Cambia "dirt hole" por "soil hole" en la parte de los datos que empieza en la línea que contiene "of the large" y termina al final de los datos, ambos extremos incluidos. Reproduce solo esa parte y deja todo lo demás igual.

*** Datos proporcionados ***

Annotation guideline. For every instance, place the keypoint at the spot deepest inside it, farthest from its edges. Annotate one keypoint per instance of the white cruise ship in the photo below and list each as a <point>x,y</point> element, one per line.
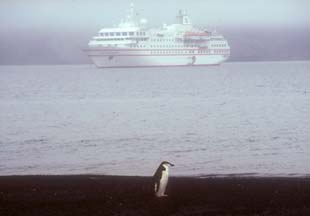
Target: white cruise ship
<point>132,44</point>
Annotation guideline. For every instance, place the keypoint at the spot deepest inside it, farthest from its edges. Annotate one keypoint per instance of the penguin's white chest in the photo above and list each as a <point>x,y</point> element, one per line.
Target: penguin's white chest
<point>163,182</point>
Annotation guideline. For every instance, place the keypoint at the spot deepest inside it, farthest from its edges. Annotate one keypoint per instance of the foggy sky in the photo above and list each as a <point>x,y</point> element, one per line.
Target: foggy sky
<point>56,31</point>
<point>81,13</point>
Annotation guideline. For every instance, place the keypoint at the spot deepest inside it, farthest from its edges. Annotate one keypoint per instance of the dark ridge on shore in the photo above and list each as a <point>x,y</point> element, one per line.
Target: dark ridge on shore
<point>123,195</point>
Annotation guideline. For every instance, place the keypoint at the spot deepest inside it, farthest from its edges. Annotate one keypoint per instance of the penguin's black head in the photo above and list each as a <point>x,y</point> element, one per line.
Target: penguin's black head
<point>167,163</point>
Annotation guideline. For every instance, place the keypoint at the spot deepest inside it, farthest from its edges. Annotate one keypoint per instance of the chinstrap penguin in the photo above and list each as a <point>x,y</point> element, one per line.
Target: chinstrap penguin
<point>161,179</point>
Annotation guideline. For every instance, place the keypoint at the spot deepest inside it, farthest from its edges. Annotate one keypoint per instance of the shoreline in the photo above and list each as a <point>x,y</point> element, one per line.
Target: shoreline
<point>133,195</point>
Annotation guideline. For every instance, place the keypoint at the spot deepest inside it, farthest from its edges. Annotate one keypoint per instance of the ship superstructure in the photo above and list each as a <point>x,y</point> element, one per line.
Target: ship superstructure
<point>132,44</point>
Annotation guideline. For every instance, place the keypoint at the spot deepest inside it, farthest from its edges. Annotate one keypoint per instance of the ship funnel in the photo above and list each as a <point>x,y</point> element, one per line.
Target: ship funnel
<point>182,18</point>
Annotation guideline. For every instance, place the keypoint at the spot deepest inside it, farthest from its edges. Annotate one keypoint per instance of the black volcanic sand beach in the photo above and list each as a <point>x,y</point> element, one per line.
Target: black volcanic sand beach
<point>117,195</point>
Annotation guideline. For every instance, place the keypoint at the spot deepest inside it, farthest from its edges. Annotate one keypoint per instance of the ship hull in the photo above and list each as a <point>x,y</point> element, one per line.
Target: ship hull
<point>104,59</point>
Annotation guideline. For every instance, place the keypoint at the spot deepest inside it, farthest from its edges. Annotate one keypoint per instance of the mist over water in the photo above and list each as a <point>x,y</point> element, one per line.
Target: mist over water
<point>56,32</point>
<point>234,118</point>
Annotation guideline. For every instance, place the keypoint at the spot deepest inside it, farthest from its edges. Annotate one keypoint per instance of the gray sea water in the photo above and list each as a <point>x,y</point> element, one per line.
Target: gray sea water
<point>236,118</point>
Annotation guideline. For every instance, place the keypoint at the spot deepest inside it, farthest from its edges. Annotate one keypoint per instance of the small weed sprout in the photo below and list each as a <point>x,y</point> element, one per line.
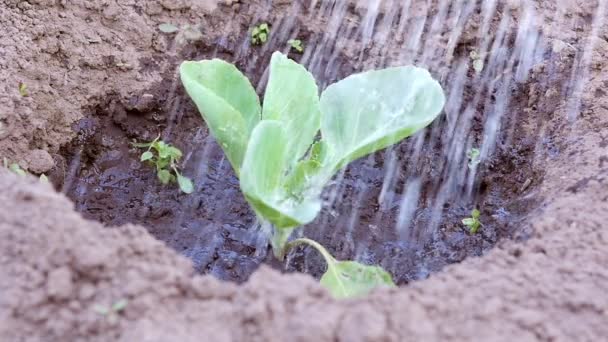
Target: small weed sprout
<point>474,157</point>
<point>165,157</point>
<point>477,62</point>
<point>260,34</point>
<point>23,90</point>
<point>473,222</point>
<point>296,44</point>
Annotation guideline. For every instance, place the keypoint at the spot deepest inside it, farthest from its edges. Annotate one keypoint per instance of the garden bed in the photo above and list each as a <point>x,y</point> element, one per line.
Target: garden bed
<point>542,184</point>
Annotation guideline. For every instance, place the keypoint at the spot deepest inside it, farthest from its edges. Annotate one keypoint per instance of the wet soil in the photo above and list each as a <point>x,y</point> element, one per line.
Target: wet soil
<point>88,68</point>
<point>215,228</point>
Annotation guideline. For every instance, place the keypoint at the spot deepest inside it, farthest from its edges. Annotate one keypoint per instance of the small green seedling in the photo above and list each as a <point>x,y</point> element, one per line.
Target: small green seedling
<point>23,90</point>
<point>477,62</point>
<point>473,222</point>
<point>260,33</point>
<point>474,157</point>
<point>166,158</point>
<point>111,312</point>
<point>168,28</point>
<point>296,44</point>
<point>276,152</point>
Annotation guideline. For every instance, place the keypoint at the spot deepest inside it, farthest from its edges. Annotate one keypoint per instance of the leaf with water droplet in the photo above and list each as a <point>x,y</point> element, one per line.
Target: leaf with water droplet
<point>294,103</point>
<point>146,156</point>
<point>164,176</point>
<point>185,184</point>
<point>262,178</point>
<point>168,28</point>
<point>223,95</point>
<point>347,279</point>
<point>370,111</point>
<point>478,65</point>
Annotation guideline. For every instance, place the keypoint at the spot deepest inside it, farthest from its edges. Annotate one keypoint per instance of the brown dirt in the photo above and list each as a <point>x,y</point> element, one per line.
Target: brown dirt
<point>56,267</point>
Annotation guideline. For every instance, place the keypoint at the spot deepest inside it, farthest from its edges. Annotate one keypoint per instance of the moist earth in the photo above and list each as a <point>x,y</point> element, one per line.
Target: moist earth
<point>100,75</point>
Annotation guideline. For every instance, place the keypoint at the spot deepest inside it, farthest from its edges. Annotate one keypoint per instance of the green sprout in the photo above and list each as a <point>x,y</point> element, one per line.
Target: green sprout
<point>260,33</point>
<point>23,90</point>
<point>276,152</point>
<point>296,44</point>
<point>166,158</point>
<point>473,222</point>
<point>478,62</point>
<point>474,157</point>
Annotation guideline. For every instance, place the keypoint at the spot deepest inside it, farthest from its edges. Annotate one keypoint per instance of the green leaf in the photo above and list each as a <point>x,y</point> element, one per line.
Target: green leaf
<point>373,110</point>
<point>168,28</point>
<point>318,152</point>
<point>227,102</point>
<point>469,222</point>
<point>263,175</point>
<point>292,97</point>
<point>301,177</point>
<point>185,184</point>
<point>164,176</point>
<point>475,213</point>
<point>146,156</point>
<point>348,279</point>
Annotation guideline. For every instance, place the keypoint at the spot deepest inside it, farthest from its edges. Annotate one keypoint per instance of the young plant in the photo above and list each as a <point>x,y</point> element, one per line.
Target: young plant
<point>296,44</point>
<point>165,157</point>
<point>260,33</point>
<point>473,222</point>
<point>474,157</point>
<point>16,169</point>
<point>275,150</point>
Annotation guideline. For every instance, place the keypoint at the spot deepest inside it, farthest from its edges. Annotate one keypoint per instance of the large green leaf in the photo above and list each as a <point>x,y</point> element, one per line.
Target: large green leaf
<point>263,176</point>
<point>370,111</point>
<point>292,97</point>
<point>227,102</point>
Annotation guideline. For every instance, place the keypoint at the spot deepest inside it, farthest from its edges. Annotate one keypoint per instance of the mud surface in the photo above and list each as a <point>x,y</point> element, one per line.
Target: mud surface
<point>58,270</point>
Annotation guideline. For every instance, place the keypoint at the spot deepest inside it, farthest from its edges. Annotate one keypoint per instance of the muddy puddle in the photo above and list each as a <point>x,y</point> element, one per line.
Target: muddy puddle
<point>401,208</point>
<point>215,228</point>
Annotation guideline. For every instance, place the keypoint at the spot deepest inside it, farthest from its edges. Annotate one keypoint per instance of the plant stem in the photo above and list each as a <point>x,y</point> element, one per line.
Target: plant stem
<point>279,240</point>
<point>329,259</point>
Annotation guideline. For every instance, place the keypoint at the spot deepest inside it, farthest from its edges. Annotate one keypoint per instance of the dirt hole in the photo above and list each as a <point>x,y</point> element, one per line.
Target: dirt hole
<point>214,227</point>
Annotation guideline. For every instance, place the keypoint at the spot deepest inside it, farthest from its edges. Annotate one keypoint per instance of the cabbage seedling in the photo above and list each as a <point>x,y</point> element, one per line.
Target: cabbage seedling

***

— En respuesta —
Annotation guideline. For every instance, place the keypoint at the spot deepest inside it, farthest from its edges. Annotate one keypoint per instance of the large green leaf in the photo above and list each as a <point>x,y</point> element, one per line.
Target: large green leaf
<point>263,176</point>
<point>370,111</point>
<point>292,97</point>
<point>227,102</point>
Annotation guideline. For every instance, place the keypoint at the spot deepest inside it, farthest from its edges. Annotate one keypoint per instance of the mud surface in the photo above and list each as a <point>x,y</point> element, one per line.
Target: mud surface
<point>58,270</point>
Annotation guideline. For every instance, place the keypoint at the spot deepest inside it, farthest from its edges. Annotate one keypoint per instance of the muddy puddle in the photo above and list each as a <point>x,y</point> element, one per line.
Target: muddy puddle
<point>401,208</point>
<point>215,228</point>
Annotation guideline. For every instance, place the keypoint at the spot deepest inside it, farthest from its edges. Annotate one keypoint per instance of the plant stem in the photo above and list each as a <point>x,y</point> element, one per line.
Target: plant stem
<point>279,240</point>
<point>329,259</point>
Annotation guideline. For every instance, place the keypoint at the spot deepest inside it, farthest from its edges. Annotate one keypoint per instance of the soil hole in the photo above and list each as a <point>x,y</point> element, one per line.
Target: soil hole
<point>214,227</point>
Annotation guideline. For every instance, place the keypoint at the spot deepest inside it, farthest from its edges. Annotate one keypoint per instance of the cabbage seedling in the photo above and list each as a <point>x,y</point> element, one per line.
Target: cabbage seedling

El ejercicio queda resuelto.